* **SELECTED EXCERPT**
* begin *
The decision


IAC-BH-PMP-V1

Upper Tribunal
(Immigration and Asylum Chamber) Appeal Number: AA/08251/2014


THE IMMIGRATION ACTS


Heard at Bennett House, Stoke
Decision & Reasons Promulgated
On 26th January 2016
On 4th April 2016




Before

DEPUTY UPPER TRIBUNAL JUDGE GARRATT

Between

ABDELAZIZ HASSAN MOHAMMED GHASHLAN
(ANONYMITY DIRECTION NOT MADE)
Appellant

and

THE SECRETARY OF STATE FOR THE HOME DEPARTMENT


Respondent


Representation:

For the Appellant: Mr A Barnfield of Counsel instructed by Halliday Reeves
For the Respondent: Mr A McVeety, Senior Home Office Presenting Officer


DECISION AND REASONS

1. At the first hearing of this appeal in the Upper Tribunal before me on 26th October 2015 I reached the conclusion that the decision of the First-tier Tribunal contained a material error on a point of law such that it should be re-made in relation to the limited issue of claimed evasion of military service by the appellant. However, I also concluded that the First-tier Judge's rejection of the main element of the appellant's claim to fear persecution as a result of an argument with a person who lent him money, should stand. My reasons for those conclusions are set out in a separate decision, the relevant part of which I now quote below:
"1. In a renewed application to the Upper Tribunal, permission was granted on 15th July 2015 to the appellant to appeal against the decision of Judge of the First-tier Tribunal Place in which she dismissed the appeal on all grounds against the decision of the respondent to refuse asylum, humanitarian and human rights protection to the appellant, an adult citizen of Egypt.
* end *
* **DATASET**
* begin *
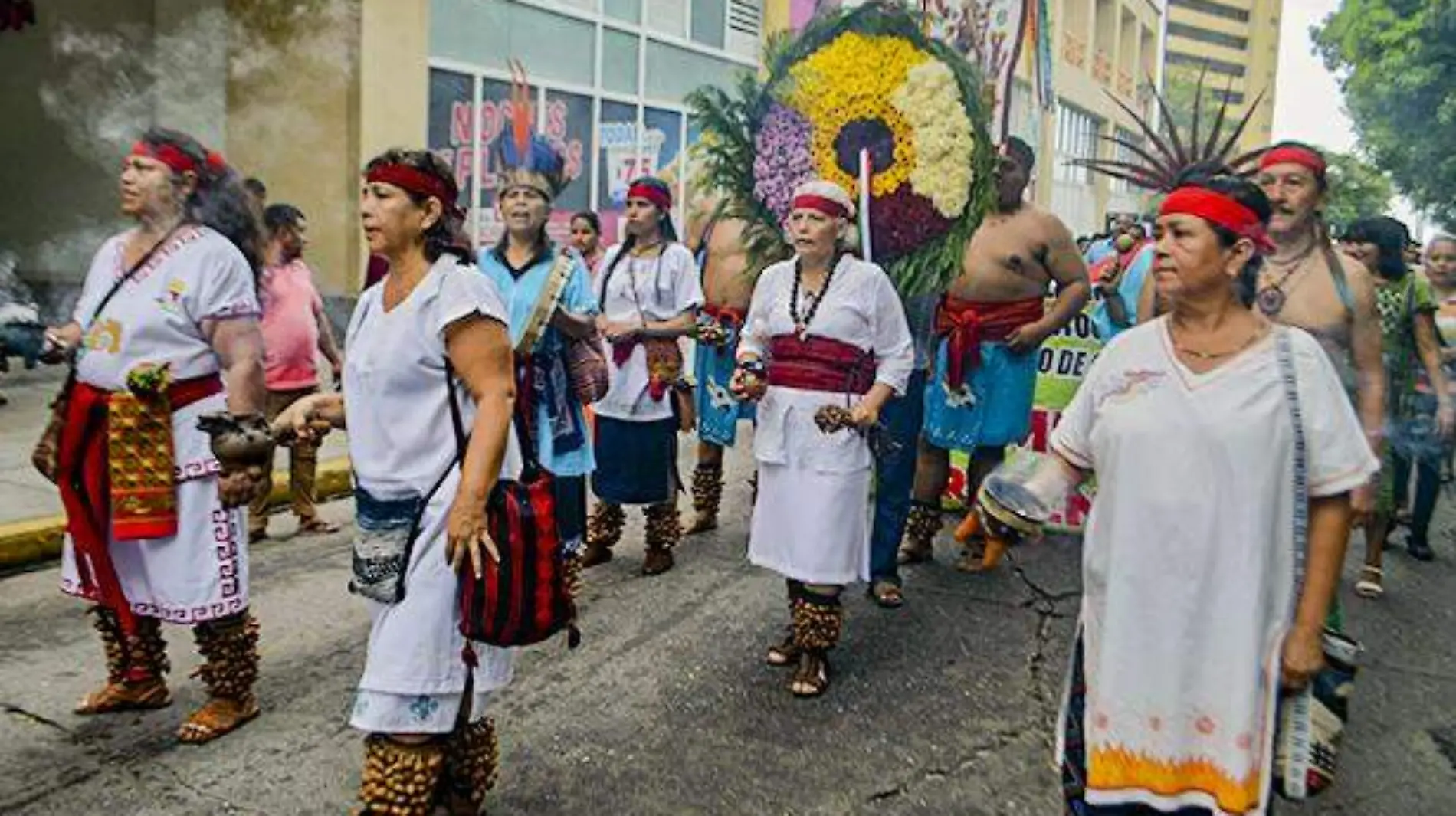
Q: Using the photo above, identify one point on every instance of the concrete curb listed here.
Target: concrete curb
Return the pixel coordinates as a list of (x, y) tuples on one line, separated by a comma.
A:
[(32, 542)]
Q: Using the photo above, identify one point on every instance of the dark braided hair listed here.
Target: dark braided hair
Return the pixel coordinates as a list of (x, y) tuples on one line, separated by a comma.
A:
[(1218, 178), (446, 236), (218, 200)]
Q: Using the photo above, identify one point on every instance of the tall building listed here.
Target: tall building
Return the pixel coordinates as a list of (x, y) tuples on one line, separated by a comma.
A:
[(1238, 43)]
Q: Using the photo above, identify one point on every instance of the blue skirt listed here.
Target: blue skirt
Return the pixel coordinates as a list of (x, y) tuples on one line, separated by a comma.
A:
[(718, 414), (637, 461)]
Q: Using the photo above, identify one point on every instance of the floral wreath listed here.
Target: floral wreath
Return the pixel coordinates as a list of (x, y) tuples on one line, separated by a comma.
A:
[(858, 80)]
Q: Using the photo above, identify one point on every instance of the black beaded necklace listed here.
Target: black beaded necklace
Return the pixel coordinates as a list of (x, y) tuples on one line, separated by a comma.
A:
[(801, 325)]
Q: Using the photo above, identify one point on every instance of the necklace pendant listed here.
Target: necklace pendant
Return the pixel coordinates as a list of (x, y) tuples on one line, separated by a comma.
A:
[(1271, 301)]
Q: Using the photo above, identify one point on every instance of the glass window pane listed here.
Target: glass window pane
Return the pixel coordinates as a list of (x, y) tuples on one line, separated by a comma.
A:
[(708, 22), (673, 73), (619, 61), (663, 152), (495, 120), (625, 11), (568, 127), (667, 16), (616, 162), (451, 126)]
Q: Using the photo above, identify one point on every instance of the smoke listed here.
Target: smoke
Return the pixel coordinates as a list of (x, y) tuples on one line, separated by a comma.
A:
[(105, 90), (271, 77)]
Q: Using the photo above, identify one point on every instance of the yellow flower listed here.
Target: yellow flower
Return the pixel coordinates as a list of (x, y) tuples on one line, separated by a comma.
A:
[(944, 144), (852, 77)]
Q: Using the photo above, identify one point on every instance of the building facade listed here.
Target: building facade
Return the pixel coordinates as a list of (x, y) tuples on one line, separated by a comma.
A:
[(1237, 41), (609, 80)]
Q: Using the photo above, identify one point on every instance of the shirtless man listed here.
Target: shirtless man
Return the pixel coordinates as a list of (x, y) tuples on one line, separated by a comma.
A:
[(989, 329), (1310, 284), (727, 290)]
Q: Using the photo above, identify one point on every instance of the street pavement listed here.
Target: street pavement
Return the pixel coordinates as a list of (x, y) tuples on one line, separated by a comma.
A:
[(944, 707)]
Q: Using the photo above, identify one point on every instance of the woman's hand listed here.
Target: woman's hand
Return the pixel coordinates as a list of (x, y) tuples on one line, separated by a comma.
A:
[(466, 536), (747, 387), (242, 487), (302, 421), (1302, 658), (864, 414), (58, 342), (621, 332)]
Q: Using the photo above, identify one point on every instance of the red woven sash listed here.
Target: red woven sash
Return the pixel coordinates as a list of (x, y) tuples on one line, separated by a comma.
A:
[(820, 364), (967, 325), (85, 480)]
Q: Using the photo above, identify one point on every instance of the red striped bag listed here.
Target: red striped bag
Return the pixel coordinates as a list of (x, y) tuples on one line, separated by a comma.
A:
[(524, 597)]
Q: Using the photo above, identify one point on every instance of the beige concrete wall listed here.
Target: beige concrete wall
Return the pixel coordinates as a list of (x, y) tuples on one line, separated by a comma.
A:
[(66, 127), (392, 98), (289, 120)]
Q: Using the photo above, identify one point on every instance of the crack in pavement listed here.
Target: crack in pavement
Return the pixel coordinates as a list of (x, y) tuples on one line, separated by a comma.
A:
[(25, 715), (977, 752), (1410, 671), (179, 782)]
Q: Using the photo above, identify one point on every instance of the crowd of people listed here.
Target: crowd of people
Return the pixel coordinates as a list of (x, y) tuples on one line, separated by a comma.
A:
[(1242, 346)]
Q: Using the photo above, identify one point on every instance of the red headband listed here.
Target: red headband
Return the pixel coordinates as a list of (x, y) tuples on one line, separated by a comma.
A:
[(657, 195), (820, 204), (414, 181), (1294, 155), (175, 159), (1221, 210)]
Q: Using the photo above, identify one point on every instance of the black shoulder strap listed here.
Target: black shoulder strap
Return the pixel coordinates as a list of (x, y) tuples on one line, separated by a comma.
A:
[(1337, 271), (523, 437), (142, 262)]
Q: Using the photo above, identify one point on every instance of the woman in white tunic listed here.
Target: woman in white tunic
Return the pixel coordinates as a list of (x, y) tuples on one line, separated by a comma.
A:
[(831, 332), (153, 527), (430, 317), (1190, 615), (648, 291)]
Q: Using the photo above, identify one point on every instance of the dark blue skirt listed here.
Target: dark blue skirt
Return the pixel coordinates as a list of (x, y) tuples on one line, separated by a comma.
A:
[(637, 461)]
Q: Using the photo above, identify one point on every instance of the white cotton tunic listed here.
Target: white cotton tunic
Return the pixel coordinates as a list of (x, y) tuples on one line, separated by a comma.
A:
[(401, 440), (653, 288), (812, 518), (1187, 565), (200, 573)]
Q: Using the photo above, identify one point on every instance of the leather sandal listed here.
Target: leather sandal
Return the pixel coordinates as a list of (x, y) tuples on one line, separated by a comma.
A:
[(812, 677), (887, 594), (1370, 584), (218, 717), (126, 697)]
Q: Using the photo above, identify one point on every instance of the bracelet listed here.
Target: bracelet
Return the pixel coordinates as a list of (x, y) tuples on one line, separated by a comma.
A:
[(753, 367)]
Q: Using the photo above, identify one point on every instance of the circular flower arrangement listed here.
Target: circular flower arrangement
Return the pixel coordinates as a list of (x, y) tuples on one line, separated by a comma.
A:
[(865, 80)]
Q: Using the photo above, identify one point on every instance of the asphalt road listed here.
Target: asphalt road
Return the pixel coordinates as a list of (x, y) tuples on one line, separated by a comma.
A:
[(944, 707)]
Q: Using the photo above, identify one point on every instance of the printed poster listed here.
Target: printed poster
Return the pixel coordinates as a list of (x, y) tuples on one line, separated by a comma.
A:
[(1063, 362)]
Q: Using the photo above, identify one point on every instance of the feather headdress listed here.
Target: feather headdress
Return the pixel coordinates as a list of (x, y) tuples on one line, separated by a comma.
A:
[(1158, 162), (523, 157)]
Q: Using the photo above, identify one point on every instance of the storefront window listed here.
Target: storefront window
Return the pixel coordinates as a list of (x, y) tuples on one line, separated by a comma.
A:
[(568, 126), (451, 127)]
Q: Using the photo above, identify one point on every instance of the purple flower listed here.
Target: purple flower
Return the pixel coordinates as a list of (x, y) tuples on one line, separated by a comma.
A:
[(781, 157)]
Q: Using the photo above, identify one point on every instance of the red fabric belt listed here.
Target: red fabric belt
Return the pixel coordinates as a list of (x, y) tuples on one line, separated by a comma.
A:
[(726, 315), (87, 490), (966, 325), (820, 364)]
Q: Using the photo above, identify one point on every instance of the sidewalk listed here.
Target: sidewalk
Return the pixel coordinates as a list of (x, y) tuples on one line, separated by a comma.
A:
[(31, 516)]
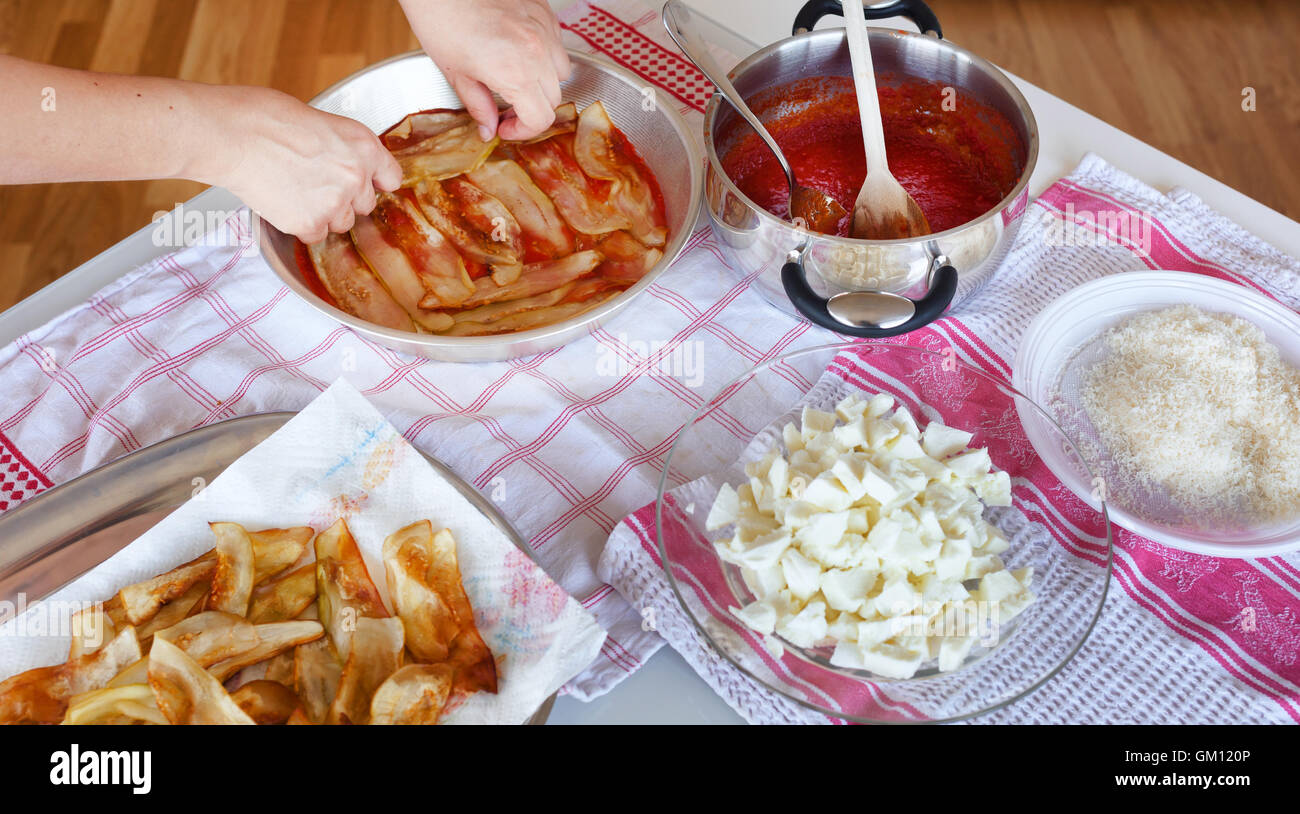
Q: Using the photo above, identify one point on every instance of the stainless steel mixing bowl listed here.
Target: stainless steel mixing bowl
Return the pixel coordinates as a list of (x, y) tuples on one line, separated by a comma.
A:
[(380, 95)]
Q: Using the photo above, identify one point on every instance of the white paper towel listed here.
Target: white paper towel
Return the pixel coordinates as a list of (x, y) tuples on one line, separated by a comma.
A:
[(341, 458)]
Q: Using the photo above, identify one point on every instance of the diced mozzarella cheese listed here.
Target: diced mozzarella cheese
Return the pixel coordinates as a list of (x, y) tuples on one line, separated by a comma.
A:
[(806, 628), (861, 535), (940, 441), (802, 575), (846, 589)]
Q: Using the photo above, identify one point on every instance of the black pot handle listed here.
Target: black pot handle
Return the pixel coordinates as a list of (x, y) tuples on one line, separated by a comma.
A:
[(817, 310), (914, 11)]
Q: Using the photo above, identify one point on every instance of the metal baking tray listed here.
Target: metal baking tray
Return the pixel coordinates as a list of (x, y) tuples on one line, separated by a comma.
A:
[(60, 535)]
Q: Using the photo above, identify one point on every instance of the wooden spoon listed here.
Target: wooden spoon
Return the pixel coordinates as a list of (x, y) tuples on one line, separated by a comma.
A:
[(883, 210)]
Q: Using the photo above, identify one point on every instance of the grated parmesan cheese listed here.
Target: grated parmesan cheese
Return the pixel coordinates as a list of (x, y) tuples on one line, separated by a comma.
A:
[(1201, 407)]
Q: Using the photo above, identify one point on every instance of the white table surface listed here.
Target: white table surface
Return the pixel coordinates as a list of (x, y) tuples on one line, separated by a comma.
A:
[(666, 689)]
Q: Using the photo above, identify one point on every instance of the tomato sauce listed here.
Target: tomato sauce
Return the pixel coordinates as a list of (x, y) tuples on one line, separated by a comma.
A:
[(956, 163)]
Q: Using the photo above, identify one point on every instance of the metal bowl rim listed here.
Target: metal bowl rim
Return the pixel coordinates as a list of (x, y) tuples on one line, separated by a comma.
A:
[(536, 337), (1031, 150)]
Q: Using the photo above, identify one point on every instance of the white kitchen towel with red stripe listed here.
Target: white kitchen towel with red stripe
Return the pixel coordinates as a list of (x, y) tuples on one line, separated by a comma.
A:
[(1183, 637), (566, 442)]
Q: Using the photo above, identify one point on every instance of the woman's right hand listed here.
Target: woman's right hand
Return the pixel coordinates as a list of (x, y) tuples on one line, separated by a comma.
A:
[(304, 170)]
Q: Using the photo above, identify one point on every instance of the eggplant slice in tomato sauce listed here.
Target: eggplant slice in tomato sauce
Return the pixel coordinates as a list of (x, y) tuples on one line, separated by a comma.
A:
[(498, 237), (345, 275), (598, 150)]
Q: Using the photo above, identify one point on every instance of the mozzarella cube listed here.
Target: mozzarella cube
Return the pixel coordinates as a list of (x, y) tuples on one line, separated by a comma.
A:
[(993, 488), (906, 447), (980, 564), (906, 424), (814, 423), (970, 464), (898, 597), (806, 628), (765, 581), (850, 407), (724, 510), (880, 432), (852, 434), (792, 437), (802, 575), (950, 563), (828, 493), (953, 650), (940, 441), (846, 589)]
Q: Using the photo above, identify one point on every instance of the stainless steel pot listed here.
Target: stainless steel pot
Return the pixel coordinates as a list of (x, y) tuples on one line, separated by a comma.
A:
[(381, 94), (858, 288)]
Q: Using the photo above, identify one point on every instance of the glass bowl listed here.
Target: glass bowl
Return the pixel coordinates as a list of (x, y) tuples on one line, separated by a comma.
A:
[(1067, 337), (1066, 541)]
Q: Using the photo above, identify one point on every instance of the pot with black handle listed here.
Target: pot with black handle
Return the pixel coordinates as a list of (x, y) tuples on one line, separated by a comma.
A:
[(865, 288)]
* end *
* **REQUIREMENTS**
1) In the listing, begin at its first line and stop after the line containing "[(32, 542)]". Rewrite that span, including the requests, with every pixel coordinate in the answers multiplied by 0.75 and rounded to a whole number, halves going up. Leave the pictures out of your answer.
2) Resume the tribunal decision from the point where it stops.

* **THE ANSWERS**
1)
Q: Using the photo above, identify one point on every instance of the concrete curb listed here.
Target: concrete curb
Return the pixel coordinates as a list of (x, y) tuples on one line, separated by a comma.
A:
[(24, 407)]

2)
2. Upper Tribunal Judge Norton-Taylor granted permission on the basis that the judge's conclusions about the appellant's claim to fear persecution because of an unwillingness to perform military service was flawed. However, it was concluded that there was no arguable error in relation to the other ground raised in the application, namely, that the police were looking for the appellant because of his fight with a person from whom he had borrowed money called Mahmood.
3. Judge Norton-Taylor noted that the appellant's case had been put not only on refugee grounds but also humanitarian and human rights protection grounds particularly applying Article 3. Thus, the appellant's argument that any failure to undertake military service would result in a year's imprisonment and consequent ill-treatment could have been considered on that basis. Further, although the judge stated that there was no objective material to support the appellant's claim that he would be imprisoned, there was such evidence before the judge in an Australian Refugee Review Tribunal document (page 33 of the appellant's bundle).
Error on a Point of Law
4. At the hearing before me Mr Lane submitted a skeleton argument which confirms the background I have summarised in the previous paragraph. Additionally, it is argued that the judge also erred in failing to consider evidence that the appellant was refusing to perform military service for moral reasons, the Australian document showing that conscientious objection was not a reason for exemption. There was also clear evidence in the respondent's Operational Guidance Note (pages 21 to 24 of the appellant's bundle) that prison and detention conditions in Egypt fell below the Article 3 threshold.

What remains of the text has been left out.